**SOURCE TEXT**
────────────────

Another estate in Haselor called a manor seems to have originated in 2 messuages and 2 virgates of land in Upton which William Clopton leased to Thomas Crewe and Juliana his wife for life about 1418. (fn. 91) Isabel, a granddaughter of William Clopton, married Sir John Lingen, (fn. 92) and this estate, then called the manor of Haselor, was in the king's hands on account of the minority of John Lingen's daughter Joan or Jane. (fn. 93) She married William Shelley and died in 1610, when her cousin Edward Lingen succeeded. (fn. 94) He was declared a lunatic in 1623, (fn. 95) and died in 1636 when the manor, called Upton in 1623 and Haselor in 1636, passed to Henry, (fn. 96) his son by Blanche daughter of Sir Roger Bodenham. (fn. 97) Sir Henry was a prominent Royalist and was impoverished by his loyalty; (fn. 98) it is probable that he sold this property to the Throckmortons.
WALCOT was apparently included with the chief manor of Haselor, (fn. 99) but was separately sold in 1807 as the 'Manor or reputed Manor' of Walcot, with a capital messuage known as Walcot Hall by the 2nd Earl of Warwick to Thomas Salt of Cheadle, Staffs., for £8,500. (fn. 100) It was advertised for sale by Salt's executors in 1835. (fn. 101)
Five rentals survive for the chief manor of Haselor, dated 1396, (fn. 102) c. 1461, (fn. 103) 1545, (fn. 104) 1612, (fn. 105) and (?) 1659 (fn. 106) In 1396 there were 22 messuages and 2 cottages, and in 1545 10 messuages and 4 cottages; an apparent fall in population that suggests inclosure. (fn. 107) The rentals 1396–1545 contain a rent of 12d., 2 capons, and 6 discs of wood paid by the Abbot of Evesham for a burgage in Evesham attached to the manor. This tenement may be traced back to the Conquest, since a burgess who, with two Frenchmen, paid 7½d. is mentioned in Domesday. (fn. 108) By 1396 commutation of villein services into money rents was complete for there is no mention of sale of works or of any customary payments. Some of the meadow was held individually at a rent paid in money or in kind. (fn. 109) A reference to villeinage on the manor occurs in 1445, when the manumission of Richard Colet and his son was cancelled because they had shown themselves quarrelsome towards their neighbours and ungrateful to the lords. (fn. 110)

────────────────

**GIVEN INFORMATION**
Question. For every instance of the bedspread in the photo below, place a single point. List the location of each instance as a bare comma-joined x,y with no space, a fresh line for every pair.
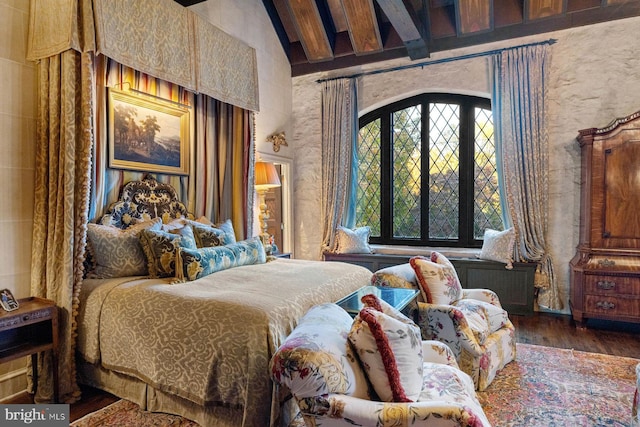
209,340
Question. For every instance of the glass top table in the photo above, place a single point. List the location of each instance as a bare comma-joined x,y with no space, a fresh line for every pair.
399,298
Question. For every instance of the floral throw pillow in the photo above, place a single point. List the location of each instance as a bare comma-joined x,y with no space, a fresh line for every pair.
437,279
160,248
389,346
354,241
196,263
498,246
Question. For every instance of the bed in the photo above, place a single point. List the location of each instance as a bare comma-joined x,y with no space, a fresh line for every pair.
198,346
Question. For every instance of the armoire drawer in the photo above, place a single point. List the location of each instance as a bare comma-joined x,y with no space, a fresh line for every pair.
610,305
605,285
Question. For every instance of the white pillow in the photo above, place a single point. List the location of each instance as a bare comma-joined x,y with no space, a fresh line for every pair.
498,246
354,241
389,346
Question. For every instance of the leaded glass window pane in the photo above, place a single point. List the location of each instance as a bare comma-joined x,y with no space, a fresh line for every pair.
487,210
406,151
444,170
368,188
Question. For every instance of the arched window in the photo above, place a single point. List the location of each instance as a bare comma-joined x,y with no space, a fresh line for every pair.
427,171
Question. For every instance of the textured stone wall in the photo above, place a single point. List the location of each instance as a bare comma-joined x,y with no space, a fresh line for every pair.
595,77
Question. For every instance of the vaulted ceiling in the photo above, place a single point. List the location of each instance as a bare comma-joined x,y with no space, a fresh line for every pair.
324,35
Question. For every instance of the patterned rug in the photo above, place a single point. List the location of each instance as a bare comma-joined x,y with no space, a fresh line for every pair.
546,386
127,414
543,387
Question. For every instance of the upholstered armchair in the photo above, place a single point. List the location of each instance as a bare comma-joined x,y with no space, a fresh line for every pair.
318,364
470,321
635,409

────────────────

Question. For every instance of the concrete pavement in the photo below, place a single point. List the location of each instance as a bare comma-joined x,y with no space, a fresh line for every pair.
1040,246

────────────────

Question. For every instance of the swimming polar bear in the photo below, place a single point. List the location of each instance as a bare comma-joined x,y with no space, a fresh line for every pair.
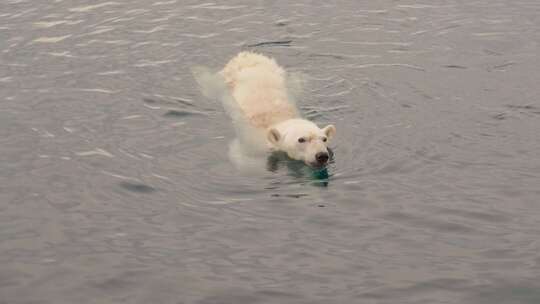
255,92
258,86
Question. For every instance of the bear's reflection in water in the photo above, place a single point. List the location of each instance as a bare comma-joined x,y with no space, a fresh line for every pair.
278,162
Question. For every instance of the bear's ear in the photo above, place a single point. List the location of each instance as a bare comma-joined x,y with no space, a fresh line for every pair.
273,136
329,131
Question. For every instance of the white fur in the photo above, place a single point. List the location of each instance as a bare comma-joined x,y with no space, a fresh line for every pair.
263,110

────────────────

**REQUEST**
From the Haselor manor history above, print the passage word for word, starting at "Another estate in" and ending after "to the Throckmortons.".

**EXERCISE RESPONSE**
Another estate in Haselor called a manor seems to have originated in 2 messuages and 2 virgates of land in Upton which William Clopton leased to Thomas Crewe and Juliana his wife for life about 1418. (fn. 91) Isabel, a granddaughter of William Clopton, married Sir John Lingen, (fn. 92) and this estate, then called the manor of Haselor, was in the king's hands on account of the minority of John Lingen's daughter Joan or Jane. (fn. 93) She married William Shelley and died in 1610, when her cousin Edward Lingen succeeded. (fn. 94) He was declared a lunatic in 1623, (fn. 95) and died in 1636 when the manor, called Upton in 1623 and Haselor in 1636, passed to Henry, (fn. 96) his son by Blanche daughter of Sir Roger Bodenham. (fn. 97) Sir Henry was a prominent Royalist and was impoverished by his loyalty; (fn. 98) it is probable that he sold this property to the Throckmortons.